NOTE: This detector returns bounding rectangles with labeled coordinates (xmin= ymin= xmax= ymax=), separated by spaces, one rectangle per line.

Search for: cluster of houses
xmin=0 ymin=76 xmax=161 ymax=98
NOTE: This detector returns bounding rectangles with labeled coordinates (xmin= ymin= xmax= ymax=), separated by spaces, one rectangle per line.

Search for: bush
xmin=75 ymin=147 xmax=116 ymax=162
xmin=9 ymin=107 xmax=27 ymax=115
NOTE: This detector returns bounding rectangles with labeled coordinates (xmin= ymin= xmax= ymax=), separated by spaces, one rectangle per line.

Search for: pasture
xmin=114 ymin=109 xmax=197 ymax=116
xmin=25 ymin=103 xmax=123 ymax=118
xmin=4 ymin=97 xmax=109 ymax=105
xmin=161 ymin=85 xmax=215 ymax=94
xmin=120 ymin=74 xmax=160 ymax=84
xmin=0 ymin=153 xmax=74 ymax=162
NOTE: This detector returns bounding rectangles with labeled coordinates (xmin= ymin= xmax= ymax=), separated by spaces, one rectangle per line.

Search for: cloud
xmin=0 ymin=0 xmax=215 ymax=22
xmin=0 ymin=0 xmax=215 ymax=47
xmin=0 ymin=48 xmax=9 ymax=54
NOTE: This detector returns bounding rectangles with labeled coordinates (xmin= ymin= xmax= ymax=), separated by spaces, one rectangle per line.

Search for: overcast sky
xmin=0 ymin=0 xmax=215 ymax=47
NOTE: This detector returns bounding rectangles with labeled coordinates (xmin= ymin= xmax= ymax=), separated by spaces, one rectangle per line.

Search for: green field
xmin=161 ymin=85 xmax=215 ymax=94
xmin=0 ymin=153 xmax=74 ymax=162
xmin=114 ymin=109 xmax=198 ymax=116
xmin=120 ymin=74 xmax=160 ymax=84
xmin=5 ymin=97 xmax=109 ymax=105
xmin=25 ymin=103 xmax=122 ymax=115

HOW TO COMPLETE THIS TASK -
Restate the whole listing word for word so that no line differs from the original.

WRITTEN ANSWER -
NOTE: This detector returns bounding rectangles with labeled coordinates (xmin= ymin= xmax= ymax=), separated by spaces, one rectangle per line.

Search for: cluster of houses
xmin=0 ymin=76 xmax=161 ymax=98
NOTE: This detector returns bounding rectangles with labeled coordinates (xmin= ymin= xmax= ymax=), separated by spaces, one rectangle per line.

Search for: bush
xmin=75 ymin=147 xmax=116 ymax=162
xmin=9 ymin=107 xmax=27 ymax=115
NOTE: This detector returns bounding rectangles with labeled coordinates (xmin= ymin= xmax= ymax=), separated by spaces, one rectangle per line.

Search for: pasture
xmin=114 ymin=109 xmax=197 ymax=116
xmin=25 ymin=103 xmax=123 ymax=118
xmin=4 ymin=97 xmax=109 ymax=105
xmin=161 ymin=85 xmax=215 ymax=94
xmin=120 ymin=74 xmax=160 ymax=84
xmin=0 ymin=153 xmax=74 ymax=162
NOTE: This detector returns bounding rectangles with labeled coordinates (xmin= ymin= xmax= ymax=), separated by spaces, one rectangle per line.

Search for: cloud
xmin=0 ymin=0 xmax=215 ymax=22
xmin=0 ymin=0 xmax=215 ymax=47
xmin=0 ymin=48 xmax=9 ymax=54
NOTE: This detector returns bounding rectangles with labeled coordinates (xmin= ymin= xmax= ymax=), separated by spaces, one rectangle per line.

Search for: overcast sky
xmin=0 ymin=0 xmax=215 ymax=47
NOTE: This detector returns bounding rectangles with labeled coordinates (xmin= ymin= xmax= ymax=), separated by spaces, one rectangle per line.

Search for: green field
xmin=161 ymin=85 xmax=215 ymax=94
xmin=0 ymin=153 xmax=74 ymax=162
xmin=114 ymin=109 xmax=198 ymax=116
xmin=120 ymin=74 xmax=160 ymax=84
xmin=5 ymin=97 xmax=109 ymax=105
xmin=25 ymin=103 xmax=122 ymax=115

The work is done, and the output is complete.